*TEXT FOR ANALYSIS*

[Start of Attachment]

Reference no: EM133544383 , Length: word count:3000
Business Intelligence
Learning objective 1: Analyse and apply strategies processes and underlying technologies for effective management of data to make evidence based decisions;
Learning objective 2: critically analyse organisational and societal problems using descriptive and predictive analysis and internal and external data sources to generate insight, create value and support evidence based decision making;
Learning objective 3: examine legal, ethical and privacy dilemmas that arise from the use of business intelligence, analytics and evidence based decisions making to comply with legal and regulatory requirements;
Learning objective 4: communicate effectively in a clear and concise manner in written report style for both senior and middle management with correct and appropriate acknowledgment of the main ideas presented and discussed.
Task 1 Predictive Analytics Case Study
The goal of the Predictive Analytics Case Study is to predict whether a patient is likely to have a stroke or not (see Table 1 Data Dictionary for stroke-data.csv data set below). In completing Task 1 you will apply business understanding, data understanding, data preparation, modelling and evaluation phases of the CRISP DM data mining process. It is important that you understand this data set to complete Task 1 and four sub tasks.
Table 1 Data dictionary for stroke-data.csv
Variable Name
|
Description
|
Data Type
|
id
|
unique identifier
|
Numeric
|
gender
|
gender of the patient
|
Categorical
"Male", "Female" or "Other"

[End of Attachment]

*TASKS FOR THIS EXERCISE*
- A) Which phases of the CRISP DM data mining process does the Business Intelligence text say Task 1 applies? List every one.
- B) In the Business Intelligence text, take the passage between "Reference no: EM133544383" and "presented and discussed.", inclusive, and write it out with "senior" replaced by "executive".
- C) According to the Business Intelligence text, what is the goal of the Predictive Analytics Case Study?

*DATA EXCERPTS*
[Start of Attachment]

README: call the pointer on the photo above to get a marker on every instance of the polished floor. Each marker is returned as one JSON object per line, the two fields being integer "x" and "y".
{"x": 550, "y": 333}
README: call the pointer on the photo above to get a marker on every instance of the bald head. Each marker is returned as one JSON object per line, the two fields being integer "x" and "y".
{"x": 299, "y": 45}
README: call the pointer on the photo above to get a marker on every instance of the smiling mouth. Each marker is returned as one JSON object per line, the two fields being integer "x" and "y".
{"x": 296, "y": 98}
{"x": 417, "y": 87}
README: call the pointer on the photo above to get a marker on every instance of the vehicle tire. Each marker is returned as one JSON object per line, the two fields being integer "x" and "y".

[End of Attachment]
[Start of Attachment]

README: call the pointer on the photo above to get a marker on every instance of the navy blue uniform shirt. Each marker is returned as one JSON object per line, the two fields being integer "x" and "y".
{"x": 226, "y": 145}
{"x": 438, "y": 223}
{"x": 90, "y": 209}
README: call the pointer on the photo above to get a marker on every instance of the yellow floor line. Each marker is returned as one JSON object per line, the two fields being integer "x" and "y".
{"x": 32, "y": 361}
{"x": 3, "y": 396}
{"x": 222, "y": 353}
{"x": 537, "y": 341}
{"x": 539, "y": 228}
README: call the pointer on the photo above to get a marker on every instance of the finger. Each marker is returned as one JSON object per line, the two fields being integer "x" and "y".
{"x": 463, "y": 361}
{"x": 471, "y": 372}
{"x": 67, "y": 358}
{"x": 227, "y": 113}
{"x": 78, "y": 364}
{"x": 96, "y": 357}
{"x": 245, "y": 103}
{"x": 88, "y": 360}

[End of Attachment]
[Start of Attachment]

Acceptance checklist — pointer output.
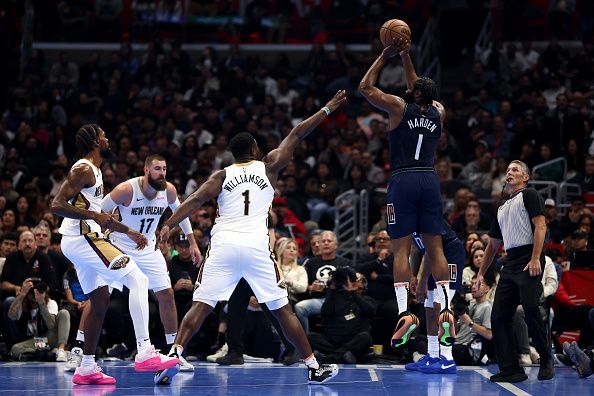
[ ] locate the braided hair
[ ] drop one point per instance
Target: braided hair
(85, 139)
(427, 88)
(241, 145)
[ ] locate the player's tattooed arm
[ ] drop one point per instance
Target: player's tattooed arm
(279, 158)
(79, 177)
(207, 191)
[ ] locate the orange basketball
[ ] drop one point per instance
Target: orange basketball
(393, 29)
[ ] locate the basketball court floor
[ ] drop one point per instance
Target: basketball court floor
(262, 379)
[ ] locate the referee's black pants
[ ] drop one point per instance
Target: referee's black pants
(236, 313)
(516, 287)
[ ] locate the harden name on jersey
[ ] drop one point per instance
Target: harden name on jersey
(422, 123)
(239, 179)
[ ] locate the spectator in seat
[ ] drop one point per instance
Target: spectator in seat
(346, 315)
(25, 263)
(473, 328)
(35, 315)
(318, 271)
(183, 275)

[End of Attachment]

*SOLVED PROBLEMS*
- A) Business understanding, data understanding, data preparation, modelling, and evaluation.

- B)
Reference no: EM133544383 , Length: word count:3000
Business Intelligence
Learning objective 1: Analyse and apply strategies processes and underlying technologies for effective management of data to make evidence based decisions;
Learning objective 2: critically analyse organisational and societal problems using descriptive and predictive analysis and internal and external data sources to generate insight, create value and support evidence based decision making;
Learning objective 3: examine legal, ethical and privacy dilemmas that arise from the use of business intelligence, analytics and evidence based decisions making to comply with legal and regulatory requirements;
Learning objective 4: communicate effectively in a clear and concise manner in written report style for both executive and middle management with correct and appropriate acknowledgment of the main ideas presented and discussed.

- C) To predict whether a patient is likely to have a stroke or not.